▶ What you are asked to do: Type the records that follow again exactly as written, but drop the pictures.

▶ Input:
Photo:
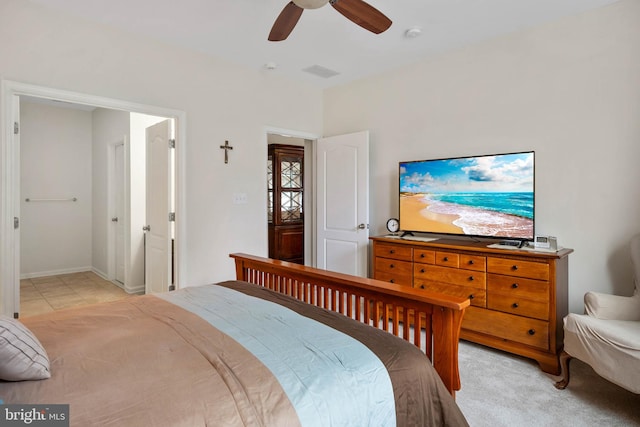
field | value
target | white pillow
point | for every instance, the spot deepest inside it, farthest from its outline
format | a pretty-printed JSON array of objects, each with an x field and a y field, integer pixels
[{"x": 22, "y": 357}]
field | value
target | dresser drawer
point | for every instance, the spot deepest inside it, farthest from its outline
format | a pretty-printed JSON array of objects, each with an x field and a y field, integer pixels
[
  {"x": 477, "y": 296},
  {"x": 387, "y": 265},
  {"x": 536, "y": 290},
  {"x": 473, "y": 262},
  {"x": 393, "y": 251},
  {"x": 456, "y": 276},
  {"x": 424, "y": 256},
  {"x": 520, "y": 306},
  {"x": 395, "y": 277},
  {"x": 518, "y": 268},
  {"x": 448, "y": 259},
  {"x": 520, "y": 329}
]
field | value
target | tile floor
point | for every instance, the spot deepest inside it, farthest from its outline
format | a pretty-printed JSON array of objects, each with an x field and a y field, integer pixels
[{"x": 45, "y": 294}]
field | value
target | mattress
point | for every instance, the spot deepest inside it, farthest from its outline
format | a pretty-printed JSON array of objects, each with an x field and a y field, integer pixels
[{"x": 232, "y": 354}]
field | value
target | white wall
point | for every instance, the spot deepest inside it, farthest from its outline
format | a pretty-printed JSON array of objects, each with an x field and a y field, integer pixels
[
  {"x": 569, "y": 90},
  {"x": 55, "y": 163},
  {"x": 222, "y": 101}
]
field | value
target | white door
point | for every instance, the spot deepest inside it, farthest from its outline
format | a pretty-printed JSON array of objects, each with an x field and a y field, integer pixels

▶ Result for this exercise:
Photo:
field | value
target | white pillow
point | for every instance, the spot deepest inside it, farthest from its outline
format | a pretty-printed JSON array of objects, each with an x field and a y field, integer pixels
[{"x": 22, "y": 357}]
field | value
target | dresser drawer
point | for every instance, the spot deepest inside it, farthest from its outline
format | a pretty-printed JSON array of objects, each with an x field and a y field, integer pixels
[
  {"x": 477, "y": 296},
  {"x": 387, "y": 265},
  {"x": 536, "y": 290},
  {"x": 473, "y": 262},
  {"x": 393, "y": 251},
  {"x": 456, "y": 276},
  {"x": 424, "y": 256},
  {"x": 520, "y": 306},
  {"x": 395, "y": 277},
  {"x": 518, "y": 268},
  {"x": 448, "y": 259},
  {"x": 520, "y": 329}
]
field | value
target | tile floor
point | for every instance, the spot deepest inside it, farthest from its outline
format | a pretty-printed JSON array of objects, each with an x field and a y field, integer pixels
[{"x": 45, "y": 294}]
field | value
target | mattress
point | for every instance, the spot deepest inside it, farthest from its outline
format | a pretty-printed JSON array of objects, each with an x field and a y field, integer pixels
[{"x": 232, "y": 354}]
field | value
target | white wall
point | for every instance, the spot deepest inside it, farthest from its outline
format | a pretty-printed JSON array of objects, each with an x field and a y field, integer pixels
[
  {"x": 569, "y": 90},
  {"x": 55, "y": 163},
  {"x": 222, "y": 101}
]
field | value
target | white door
point | for every instance, the spot deepest inside it, farthest from its outline
format | a pretty-printed JSON array of objects, each with an x field and a y field, integer pixels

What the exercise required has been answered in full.